(Extracted data entries)
+ + + + +

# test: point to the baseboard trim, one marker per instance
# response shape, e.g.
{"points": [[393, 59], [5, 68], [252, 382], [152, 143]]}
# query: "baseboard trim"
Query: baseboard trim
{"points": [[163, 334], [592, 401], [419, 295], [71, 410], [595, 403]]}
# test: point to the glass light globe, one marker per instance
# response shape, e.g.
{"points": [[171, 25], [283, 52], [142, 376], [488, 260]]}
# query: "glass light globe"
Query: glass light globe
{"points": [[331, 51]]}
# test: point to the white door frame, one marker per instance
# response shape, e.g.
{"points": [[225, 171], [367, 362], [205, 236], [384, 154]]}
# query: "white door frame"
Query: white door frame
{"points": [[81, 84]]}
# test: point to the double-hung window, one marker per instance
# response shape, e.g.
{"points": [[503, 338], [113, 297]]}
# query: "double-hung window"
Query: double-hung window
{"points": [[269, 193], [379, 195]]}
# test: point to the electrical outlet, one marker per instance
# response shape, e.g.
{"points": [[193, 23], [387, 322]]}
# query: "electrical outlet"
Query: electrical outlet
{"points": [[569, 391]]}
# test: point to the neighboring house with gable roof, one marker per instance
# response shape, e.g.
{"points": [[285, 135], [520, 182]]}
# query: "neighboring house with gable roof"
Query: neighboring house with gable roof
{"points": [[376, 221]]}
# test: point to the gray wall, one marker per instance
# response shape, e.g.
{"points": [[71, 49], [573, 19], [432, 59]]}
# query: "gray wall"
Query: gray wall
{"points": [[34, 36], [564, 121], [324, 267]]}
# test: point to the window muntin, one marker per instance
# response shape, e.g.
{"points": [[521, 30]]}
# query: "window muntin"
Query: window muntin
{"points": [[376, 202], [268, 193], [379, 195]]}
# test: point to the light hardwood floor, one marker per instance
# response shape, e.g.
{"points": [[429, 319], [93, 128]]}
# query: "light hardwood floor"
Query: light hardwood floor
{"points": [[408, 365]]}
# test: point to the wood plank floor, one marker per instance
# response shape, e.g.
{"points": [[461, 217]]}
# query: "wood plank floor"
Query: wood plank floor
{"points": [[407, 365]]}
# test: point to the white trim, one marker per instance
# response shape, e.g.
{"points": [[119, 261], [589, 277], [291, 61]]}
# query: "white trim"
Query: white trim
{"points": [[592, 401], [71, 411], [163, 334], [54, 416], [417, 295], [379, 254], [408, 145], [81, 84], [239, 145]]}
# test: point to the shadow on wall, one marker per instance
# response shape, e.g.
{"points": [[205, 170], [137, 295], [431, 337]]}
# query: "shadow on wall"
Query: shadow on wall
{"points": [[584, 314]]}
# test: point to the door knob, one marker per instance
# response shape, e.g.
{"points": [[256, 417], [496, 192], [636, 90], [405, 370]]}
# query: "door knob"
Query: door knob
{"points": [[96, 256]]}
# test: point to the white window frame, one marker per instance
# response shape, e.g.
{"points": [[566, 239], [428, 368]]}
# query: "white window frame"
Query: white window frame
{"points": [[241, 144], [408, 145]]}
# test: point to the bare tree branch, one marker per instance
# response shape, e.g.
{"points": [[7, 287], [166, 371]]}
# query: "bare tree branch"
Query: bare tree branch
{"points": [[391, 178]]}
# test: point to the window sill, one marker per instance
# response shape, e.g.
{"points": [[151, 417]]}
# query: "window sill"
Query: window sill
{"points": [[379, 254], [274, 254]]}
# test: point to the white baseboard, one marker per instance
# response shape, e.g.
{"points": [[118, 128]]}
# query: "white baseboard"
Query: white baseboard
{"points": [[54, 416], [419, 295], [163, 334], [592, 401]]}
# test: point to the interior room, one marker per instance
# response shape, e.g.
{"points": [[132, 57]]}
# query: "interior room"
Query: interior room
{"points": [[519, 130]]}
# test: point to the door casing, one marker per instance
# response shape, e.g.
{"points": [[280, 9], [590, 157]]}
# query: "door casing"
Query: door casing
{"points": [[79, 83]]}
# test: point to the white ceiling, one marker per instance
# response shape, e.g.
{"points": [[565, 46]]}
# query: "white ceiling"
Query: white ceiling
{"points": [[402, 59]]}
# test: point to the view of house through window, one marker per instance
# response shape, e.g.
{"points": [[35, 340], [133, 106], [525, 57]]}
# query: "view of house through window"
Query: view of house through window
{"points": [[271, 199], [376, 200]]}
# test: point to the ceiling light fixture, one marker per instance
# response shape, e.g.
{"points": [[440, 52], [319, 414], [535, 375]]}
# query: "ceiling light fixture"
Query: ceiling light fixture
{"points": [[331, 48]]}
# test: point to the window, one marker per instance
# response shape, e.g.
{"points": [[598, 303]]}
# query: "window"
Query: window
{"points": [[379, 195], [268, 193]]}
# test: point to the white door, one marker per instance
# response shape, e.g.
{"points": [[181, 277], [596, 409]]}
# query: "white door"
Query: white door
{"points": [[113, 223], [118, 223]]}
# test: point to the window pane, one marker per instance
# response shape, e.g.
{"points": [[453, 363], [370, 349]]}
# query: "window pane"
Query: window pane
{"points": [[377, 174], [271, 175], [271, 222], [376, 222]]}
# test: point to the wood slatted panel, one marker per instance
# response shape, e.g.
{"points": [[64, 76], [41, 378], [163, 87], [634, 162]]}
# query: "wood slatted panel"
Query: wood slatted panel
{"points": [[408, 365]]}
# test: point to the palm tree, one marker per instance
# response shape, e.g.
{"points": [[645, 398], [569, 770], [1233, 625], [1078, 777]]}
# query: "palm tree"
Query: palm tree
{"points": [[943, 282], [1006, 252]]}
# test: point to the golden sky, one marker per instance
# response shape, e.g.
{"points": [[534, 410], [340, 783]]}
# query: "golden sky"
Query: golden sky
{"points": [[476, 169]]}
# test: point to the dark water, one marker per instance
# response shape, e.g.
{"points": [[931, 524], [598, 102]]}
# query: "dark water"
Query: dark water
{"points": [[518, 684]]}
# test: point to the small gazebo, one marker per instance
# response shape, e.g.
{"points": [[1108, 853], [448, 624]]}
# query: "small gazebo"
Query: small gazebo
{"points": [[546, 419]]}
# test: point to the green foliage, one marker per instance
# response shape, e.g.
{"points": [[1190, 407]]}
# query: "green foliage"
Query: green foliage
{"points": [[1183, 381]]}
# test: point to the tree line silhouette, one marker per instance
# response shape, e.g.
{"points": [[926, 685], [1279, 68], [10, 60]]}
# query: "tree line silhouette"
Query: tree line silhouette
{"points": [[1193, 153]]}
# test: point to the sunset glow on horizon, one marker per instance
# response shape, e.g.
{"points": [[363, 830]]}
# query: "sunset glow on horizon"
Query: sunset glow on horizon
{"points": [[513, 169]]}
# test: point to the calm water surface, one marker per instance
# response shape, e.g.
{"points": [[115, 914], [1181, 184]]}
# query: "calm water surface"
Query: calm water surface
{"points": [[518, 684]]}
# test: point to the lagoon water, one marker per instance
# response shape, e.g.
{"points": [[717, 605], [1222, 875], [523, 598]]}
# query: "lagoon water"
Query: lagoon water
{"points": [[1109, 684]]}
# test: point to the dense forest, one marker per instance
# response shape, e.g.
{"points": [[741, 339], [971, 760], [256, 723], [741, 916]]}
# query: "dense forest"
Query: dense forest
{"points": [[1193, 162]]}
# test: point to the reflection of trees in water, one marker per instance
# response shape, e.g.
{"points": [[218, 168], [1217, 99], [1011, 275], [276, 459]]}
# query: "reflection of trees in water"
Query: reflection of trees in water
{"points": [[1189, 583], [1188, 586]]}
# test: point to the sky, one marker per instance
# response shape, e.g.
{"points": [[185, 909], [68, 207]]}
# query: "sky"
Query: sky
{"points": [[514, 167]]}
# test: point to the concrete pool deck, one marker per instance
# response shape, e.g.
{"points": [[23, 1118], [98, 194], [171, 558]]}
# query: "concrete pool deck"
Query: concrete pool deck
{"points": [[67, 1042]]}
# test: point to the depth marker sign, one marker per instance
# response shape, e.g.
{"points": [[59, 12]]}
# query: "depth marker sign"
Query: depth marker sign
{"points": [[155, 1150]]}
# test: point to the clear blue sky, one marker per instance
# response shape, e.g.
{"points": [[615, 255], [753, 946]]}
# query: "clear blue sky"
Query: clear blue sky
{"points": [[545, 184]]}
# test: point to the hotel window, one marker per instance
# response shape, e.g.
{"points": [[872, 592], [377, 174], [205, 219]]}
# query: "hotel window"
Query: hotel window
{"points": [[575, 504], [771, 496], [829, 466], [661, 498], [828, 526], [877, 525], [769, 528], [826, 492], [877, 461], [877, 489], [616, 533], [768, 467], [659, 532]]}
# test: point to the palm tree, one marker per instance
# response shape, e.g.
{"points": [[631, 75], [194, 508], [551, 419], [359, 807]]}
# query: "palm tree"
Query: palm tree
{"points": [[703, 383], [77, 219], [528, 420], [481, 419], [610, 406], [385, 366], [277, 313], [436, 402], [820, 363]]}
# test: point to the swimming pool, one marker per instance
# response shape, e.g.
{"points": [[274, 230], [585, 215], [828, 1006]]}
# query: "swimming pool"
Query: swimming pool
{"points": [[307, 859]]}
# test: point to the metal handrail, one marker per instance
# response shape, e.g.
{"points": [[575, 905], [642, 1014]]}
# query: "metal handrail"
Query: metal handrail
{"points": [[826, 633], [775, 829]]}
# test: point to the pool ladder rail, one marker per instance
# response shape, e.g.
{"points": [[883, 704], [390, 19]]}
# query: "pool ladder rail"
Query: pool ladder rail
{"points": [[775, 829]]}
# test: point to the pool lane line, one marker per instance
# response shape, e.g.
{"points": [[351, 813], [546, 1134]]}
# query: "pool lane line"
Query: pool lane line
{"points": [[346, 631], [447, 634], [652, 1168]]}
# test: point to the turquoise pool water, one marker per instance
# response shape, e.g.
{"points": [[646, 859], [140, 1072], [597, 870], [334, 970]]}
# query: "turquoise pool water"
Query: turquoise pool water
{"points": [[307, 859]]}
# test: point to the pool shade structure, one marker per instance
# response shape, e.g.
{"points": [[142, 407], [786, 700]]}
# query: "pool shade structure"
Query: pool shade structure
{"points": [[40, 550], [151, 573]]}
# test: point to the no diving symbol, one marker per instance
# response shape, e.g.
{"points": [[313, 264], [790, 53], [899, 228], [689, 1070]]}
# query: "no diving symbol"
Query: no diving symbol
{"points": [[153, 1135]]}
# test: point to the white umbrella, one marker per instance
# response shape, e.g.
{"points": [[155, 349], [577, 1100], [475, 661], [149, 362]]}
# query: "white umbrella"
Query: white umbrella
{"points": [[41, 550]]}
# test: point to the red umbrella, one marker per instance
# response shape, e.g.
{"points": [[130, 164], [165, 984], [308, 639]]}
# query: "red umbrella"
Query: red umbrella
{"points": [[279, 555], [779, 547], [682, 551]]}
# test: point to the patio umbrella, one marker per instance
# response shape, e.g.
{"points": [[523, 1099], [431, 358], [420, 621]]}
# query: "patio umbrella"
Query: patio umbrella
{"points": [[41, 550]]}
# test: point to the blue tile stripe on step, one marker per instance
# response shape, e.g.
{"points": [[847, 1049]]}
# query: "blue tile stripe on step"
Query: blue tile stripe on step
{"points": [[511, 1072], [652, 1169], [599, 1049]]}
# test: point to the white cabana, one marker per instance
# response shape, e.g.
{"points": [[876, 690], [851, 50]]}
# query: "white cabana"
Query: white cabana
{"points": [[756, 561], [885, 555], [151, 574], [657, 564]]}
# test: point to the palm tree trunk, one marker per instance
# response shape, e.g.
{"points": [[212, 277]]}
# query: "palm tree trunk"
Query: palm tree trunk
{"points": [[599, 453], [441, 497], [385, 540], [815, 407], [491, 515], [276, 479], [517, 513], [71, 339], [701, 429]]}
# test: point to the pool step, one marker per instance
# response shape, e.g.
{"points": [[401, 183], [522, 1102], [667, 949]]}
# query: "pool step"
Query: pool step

+ + + + +

- What is required -
Transcribe word for word the lines from the one holding "# test: point to the red" to the last line of the listing above, inclusive.

- Exercise output -
# test: point to the red umbrella, one marker per instance
# response shape, e.g.
{"points": [[130, 164], [165, 984], [308, 639]]}
# query: "red umbrella"
Query: red umbrella
{"points": [[279, 555], [779, 547], [682, 551]]}
# test: point to the patio umbrella, one marker per instance
# response shape, e.g.
{"points": [[523, 1099], [431, 358], [420, 621]]}
# query: "patio umbrella"
Query: patio umbrella
{"points": [[41, 550]]}
# test: point to the blue tile stripe on step, one marker per instance
# response shape, e.g.
{"points": [[847, 1049]]}
# query: "blue tile stripe on step"
Query: blue tile stripe on step
{"points": [[511, 1072], [652, 1169], [599, 1049]]}
# test: point to the white cabana, one marker per instance
# response shape, e.g.
{"points": [[876, 690], [851, 50]]}
# query: "white cabana"
Query: white cabana
{"points": [[756, 561], [885, 555], [151, 574], [657, 564]]}
# test: point to the palm tree trunk, one marker per instance
# response shape, e.g.
{"points": [[212, 277]]}
# query: "palm tree trunk"
Query: palm tree trunk
{"points": [[599, 453], [441, 497], [385, 540], [815, 407], [491, 515], [276, 479], [517, 513], [71, 339], [701, 429]]}
# test: point to the pool step, one marker per instance
# response shape, e.g.
{"points": [[401, 183], [522, 1102], [667, 949]]}
# query: "pool step"
Query: pool step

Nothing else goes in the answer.